Set of tasks =>
[a] Using the annual-meeting case excerpt, state whether each statement agrees with it: (i) the defendant association held its annual meeting on January 21, 1959; (ii) the nominating committee consists of five members of the association; (iii) some 75 to 100 members were present at the 1959 annual meeting. For each, answer yes or no and quote the deciding words.
[b] Reproduce the stretch of the annual-meeting case excerpt from "The grounds of" through "to elect them.", word for word.

*** Source extract

The grounds of the general demurrer were: (a) the petition shows no right to a declaratory judgment; (b) the petition fails to allege that the officers and directors would not have been elected even though the votes of the proxy committee had not been counted; (c) the petition fails to show that any attempt was made to nominate any other officers or directors; (d) the petition fails to allege a challenge to any of the votes which were cast in favor of the slate elected in person or by proxy, except those cast by the proxy committee; and (e) the petition shows that no other persons were nominated, hence any votes cast for the nominees were sufficient to elect them.

It was alleged that, under the rules and regulations of the Federal Home Loan Bank Act (12 U. S.C.A. 1429), the annual meeting of the defendant association was held on January 21, 1959. At such meeting members of the association are permitted to vote in person or by proxy. Upon becoming members of the *279 association, the petitioners signed a membership card agreeing that "The official proxy committee of the institution is authorized in my absence to cast my vote or votes at any meeting of the members from year to year until this proxy is canceled in writing."

At the annual meeting for 1959, held pursuant to the rules and regulations of the association, printed ballots containing the names of the directors who had been nominated were given to the members present at the meeting — some 75 to 100 members being present. The votes of the members present and those voting by proxy were counted, and it was announced that those nominated had been elected by a large majority. It is alleged that, if the proxies which were illegally voted were legal proxies, a majority of the legal votes cast were against the election of the nominees of the nominating committee.

The rules and regulations of the association, as shown by an exhibit to the petition, provided: "Section 144.6 (a) Nominating Committee. The president, at least 30 days prior to the date of each annual meeting, shall appoint a nominating committee of three persons who are members of the association. Such committee shall make nominations for directors in writing, and deliver to the secretary such written nominations at least 15 days prior to the date of the annual meeting, which nominations shall forthwith be posted in a prominent place in the home office for the 15 days' period prior to the date of the annual meeting. Provided such committee is appointed and makes such nominations, no nominations for directors except those made by the nomination committee shall be voted upon at the annual meeting unless other nominations by members are made in writing and delivered to the secretary of the association at least 10 days prior to the date of the annual meeting, which nominations shall forthwith be posted in a prominent place in the home office for the 10 days' period prior to the date of the annual meeting. Ballots bearing the names of all persons nominated by the nominating committee and by other members prior to the annual meeting shall be provided for use by the members at the annual meeting. If at any time the president shall fail to appoint such nominating committee, or the nominating committee shall fail or refuse to act at *280 least 15 days prior to the annual meeting, nominations for directors may be made at the annual meeting by any member and shall be voted upon.

******
*** Records shown

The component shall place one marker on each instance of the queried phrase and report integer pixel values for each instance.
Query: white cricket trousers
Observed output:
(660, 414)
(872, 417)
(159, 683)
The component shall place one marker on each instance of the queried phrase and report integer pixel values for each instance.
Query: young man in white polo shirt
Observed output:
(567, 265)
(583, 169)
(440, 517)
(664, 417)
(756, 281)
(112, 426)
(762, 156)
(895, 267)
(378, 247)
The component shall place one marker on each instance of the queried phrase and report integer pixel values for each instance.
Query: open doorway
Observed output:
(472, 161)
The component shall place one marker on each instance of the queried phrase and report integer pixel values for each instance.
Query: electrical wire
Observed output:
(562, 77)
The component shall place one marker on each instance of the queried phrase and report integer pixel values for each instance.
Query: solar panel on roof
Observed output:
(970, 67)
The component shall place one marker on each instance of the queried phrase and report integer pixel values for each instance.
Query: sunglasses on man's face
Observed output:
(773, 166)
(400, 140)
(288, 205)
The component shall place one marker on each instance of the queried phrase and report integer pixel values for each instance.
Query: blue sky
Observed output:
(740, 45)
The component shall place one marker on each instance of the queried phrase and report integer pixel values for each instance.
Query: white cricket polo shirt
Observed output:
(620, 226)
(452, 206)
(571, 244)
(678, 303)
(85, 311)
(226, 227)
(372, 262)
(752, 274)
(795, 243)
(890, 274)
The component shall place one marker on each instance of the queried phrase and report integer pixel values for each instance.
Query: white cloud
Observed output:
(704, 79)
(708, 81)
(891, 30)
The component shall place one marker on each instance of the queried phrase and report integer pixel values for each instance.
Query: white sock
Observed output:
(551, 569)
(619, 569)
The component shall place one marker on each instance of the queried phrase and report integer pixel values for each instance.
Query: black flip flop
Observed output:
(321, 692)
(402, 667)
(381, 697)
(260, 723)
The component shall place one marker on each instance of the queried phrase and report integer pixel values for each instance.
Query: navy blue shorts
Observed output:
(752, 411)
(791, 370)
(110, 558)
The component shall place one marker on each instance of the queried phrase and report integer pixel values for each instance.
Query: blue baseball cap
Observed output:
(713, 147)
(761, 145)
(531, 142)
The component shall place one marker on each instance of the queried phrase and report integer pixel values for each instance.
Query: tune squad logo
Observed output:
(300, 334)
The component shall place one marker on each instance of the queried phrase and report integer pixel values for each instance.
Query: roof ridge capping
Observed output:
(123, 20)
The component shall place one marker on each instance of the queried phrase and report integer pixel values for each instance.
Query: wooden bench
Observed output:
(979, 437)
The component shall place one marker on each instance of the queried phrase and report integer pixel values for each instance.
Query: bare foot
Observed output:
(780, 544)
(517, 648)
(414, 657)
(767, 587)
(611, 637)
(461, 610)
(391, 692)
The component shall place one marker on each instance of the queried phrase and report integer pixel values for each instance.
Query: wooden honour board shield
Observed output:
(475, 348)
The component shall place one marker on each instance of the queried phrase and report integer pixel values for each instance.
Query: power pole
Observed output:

******

Answers for the tasks =>
[a]
(i) Yes: "the annual meeting of the defendant association was held on January 21, 1959"
(ii) No: "shall appoint a nominating committee of three persons who are members of the association"
(iii) Yes: "some 75 to 100 members being present"

[b]
The grounds of the general demurrer were: (a) the petition shows no right to a declaratory judgment; (b) the petition fails to allege that the officers and directors would not have been elected even though the votes of the proxy committee had not been counted; (c) the petition fails to show that any attempt was made to nominate any other officers or directors; (d) the petition fails to allege a challenge to any of the votes which were cast in favor of the slate elected in person or by proxy, except those cast by the proxy committee; and (e) the petition shows that no other persons were nominated, hence any votes cast for the nominees were sufficient to elect them.